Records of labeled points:
------

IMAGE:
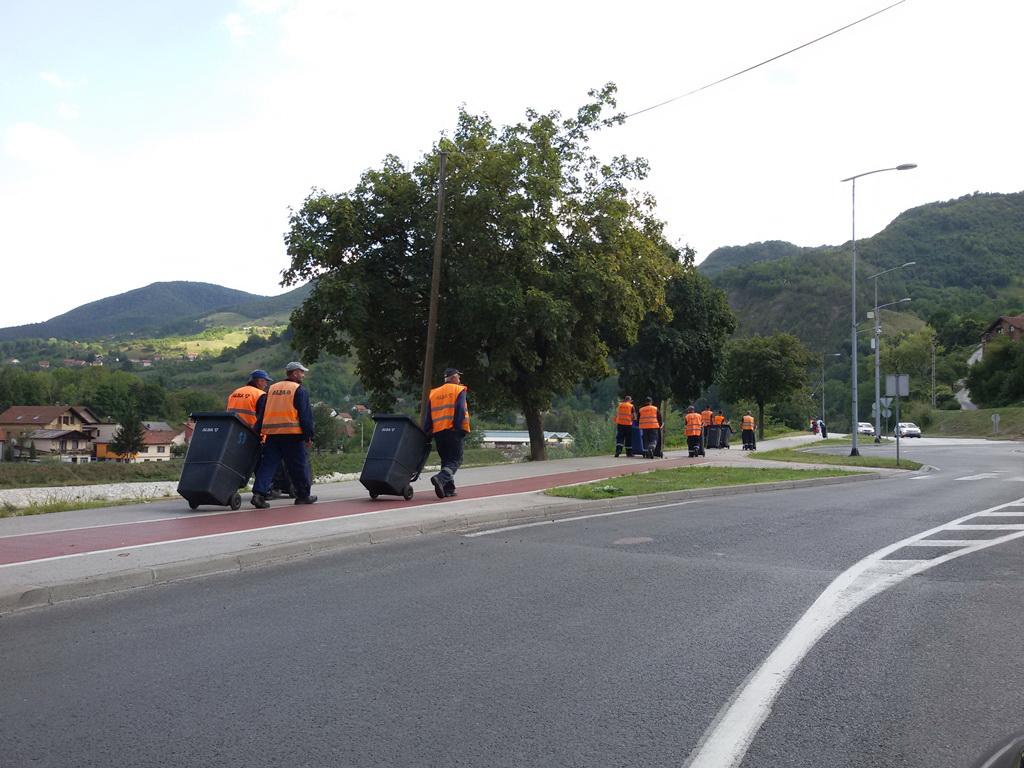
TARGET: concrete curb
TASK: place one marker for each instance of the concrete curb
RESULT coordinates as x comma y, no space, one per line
25,598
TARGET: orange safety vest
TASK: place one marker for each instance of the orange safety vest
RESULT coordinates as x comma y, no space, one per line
693,424
442,400
243,402
280,414
624,415
648,417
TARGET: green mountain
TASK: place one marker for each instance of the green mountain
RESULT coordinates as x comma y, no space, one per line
161,309
970,265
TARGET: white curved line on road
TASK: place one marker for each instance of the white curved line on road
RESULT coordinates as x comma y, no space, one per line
729,736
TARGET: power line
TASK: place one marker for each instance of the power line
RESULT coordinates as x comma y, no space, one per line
762,64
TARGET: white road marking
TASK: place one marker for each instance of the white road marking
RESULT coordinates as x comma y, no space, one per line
730,735
572,519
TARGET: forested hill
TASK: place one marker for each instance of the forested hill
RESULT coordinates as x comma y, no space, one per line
157,309
970,265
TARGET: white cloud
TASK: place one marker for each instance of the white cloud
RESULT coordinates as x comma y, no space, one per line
237,27
55,80
67,111
40,147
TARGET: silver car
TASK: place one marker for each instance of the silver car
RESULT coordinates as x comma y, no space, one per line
907,429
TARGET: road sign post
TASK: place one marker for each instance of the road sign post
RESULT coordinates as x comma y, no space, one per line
897,385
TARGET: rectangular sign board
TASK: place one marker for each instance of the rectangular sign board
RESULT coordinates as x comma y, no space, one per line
897,385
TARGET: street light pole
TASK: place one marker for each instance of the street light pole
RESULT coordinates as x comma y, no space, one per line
878,346
853,294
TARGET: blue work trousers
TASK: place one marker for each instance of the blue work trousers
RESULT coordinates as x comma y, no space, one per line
291,451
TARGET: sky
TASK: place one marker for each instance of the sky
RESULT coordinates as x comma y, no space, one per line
161,141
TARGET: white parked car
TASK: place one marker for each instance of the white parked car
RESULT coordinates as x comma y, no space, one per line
907,429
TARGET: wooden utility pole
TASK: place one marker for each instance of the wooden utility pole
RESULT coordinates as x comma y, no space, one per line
435,284
933,372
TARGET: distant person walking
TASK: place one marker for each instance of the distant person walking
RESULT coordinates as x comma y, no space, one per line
747,432
650,423
625,416
448,422
288,427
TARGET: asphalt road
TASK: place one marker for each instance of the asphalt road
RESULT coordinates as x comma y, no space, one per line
608,641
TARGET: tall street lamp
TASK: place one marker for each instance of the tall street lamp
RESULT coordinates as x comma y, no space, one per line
823,355
853,293
878,344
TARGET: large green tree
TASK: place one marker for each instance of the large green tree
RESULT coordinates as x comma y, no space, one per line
678,358
764,369
550,263
129,437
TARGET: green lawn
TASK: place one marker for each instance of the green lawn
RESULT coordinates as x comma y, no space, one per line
8,510
976,423
811,457
685,478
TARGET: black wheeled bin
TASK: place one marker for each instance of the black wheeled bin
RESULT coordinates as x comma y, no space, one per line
395,457
221,456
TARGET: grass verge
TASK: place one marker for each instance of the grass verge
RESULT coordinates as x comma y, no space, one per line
685,478
812,457
8,510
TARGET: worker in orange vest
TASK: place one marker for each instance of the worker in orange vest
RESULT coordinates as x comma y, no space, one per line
747,431
288,428
625,415
693,428
448,422
247,401
650,423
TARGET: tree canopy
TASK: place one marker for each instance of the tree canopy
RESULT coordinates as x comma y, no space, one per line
764,369
678,359
551,262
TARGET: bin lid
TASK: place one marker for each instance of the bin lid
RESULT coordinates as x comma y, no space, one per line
395,417
202,416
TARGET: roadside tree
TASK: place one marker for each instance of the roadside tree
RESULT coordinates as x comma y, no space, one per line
551,263
678,358
764,369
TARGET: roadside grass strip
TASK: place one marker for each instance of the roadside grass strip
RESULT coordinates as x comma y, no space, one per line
809,456
685,478
9,510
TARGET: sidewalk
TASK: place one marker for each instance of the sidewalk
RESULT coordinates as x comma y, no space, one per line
59,556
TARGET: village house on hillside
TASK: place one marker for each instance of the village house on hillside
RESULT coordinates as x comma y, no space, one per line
64,431
1009,327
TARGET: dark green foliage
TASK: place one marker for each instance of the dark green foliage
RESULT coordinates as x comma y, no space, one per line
969,254
678,358
551,263
998,379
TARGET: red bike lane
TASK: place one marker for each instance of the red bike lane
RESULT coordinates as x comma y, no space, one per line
26,548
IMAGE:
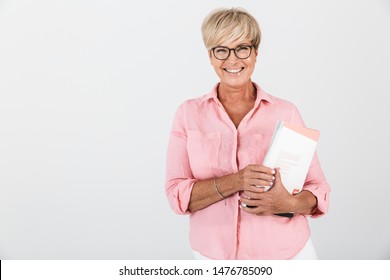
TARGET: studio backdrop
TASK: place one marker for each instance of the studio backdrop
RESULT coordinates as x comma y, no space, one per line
88,90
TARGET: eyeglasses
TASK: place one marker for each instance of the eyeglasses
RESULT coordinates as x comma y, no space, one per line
241,52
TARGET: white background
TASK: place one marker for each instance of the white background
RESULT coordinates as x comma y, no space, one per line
88,90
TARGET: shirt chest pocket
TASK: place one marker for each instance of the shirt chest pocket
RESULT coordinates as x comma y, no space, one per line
203,153
253,149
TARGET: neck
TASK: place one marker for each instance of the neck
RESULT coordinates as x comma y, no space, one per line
228,94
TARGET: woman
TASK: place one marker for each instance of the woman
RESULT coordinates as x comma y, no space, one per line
215,154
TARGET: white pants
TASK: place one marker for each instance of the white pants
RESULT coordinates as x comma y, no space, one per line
307,253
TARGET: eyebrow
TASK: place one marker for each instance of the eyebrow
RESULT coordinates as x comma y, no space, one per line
240,45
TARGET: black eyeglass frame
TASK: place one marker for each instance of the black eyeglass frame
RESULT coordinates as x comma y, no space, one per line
234,51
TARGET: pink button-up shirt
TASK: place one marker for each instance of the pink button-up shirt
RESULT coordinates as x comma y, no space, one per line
204,144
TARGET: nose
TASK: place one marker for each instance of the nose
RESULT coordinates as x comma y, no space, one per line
232,57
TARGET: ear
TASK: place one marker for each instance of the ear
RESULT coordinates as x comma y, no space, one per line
210,57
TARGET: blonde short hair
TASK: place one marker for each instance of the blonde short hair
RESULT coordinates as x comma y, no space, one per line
230,25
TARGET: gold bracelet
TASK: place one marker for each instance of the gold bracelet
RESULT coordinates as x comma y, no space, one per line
216,188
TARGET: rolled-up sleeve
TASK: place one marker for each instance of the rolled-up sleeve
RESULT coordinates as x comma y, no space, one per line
179,178
315,181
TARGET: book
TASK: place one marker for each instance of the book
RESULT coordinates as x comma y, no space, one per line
292,149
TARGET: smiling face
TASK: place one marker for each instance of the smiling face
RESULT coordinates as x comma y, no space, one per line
234,72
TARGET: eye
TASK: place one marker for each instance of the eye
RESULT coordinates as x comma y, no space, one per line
221,50
243,48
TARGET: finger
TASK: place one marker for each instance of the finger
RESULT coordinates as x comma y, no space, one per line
253,195
262,168
253,210
261,184
249,202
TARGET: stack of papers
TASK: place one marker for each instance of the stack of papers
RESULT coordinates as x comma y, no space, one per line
292,149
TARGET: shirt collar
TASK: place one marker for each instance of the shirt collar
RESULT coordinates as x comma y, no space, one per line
261,95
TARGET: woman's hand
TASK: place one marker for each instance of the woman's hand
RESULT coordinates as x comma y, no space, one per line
253,177
276,200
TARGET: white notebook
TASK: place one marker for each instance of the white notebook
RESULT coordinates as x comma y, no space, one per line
292,149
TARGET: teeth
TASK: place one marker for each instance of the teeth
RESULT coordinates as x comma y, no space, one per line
233,70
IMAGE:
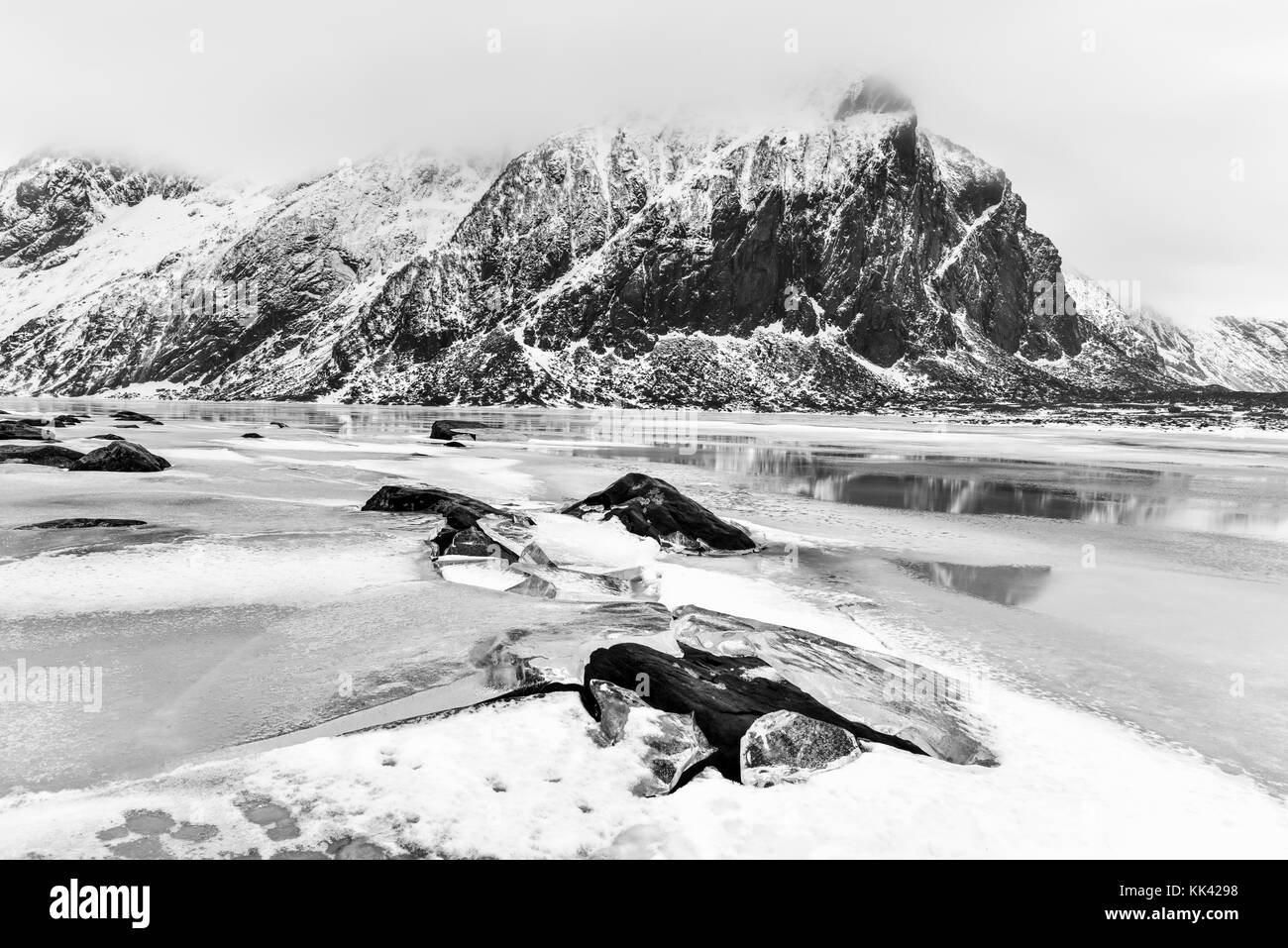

------

■ **TO DO**
Please count the lines in the data above that contain the word "mountain" and give only that number.

■ **RESPONSE TO THE TASK**
2